* _PROBLEM REQUIREMENTS_:
Report each line of the rows below that contains the word "instance", copying every such line in full.

## start INFORMATION GIVEN

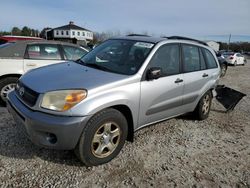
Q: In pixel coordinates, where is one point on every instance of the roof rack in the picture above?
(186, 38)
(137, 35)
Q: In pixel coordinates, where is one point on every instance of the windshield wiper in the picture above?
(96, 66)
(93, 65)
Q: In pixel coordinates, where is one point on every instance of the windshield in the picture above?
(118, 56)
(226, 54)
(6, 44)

## end INFORMATION GIVEN
## start INFORMATION GIVEN

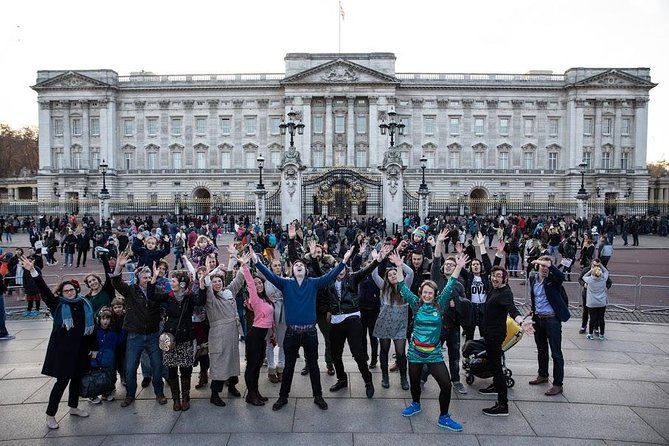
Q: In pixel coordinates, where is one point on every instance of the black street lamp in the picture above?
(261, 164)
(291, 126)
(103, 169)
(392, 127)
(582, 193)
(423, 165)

## end INFORMATION GIVEN

* _RESULT FOR THIS TASK_:
Q: In pixel coordinates, where is one point on every instance of the roof rack in the picture above?
Q: In pixel coordinates, where is one point on every instance of the windshield wiper in the picture above?
Q: In pixel coordinates, where is one point on every instance of the windshield in the picture above?
Q: In pixel coordinates, where is one point on every instance of the black street lamp in the picture above?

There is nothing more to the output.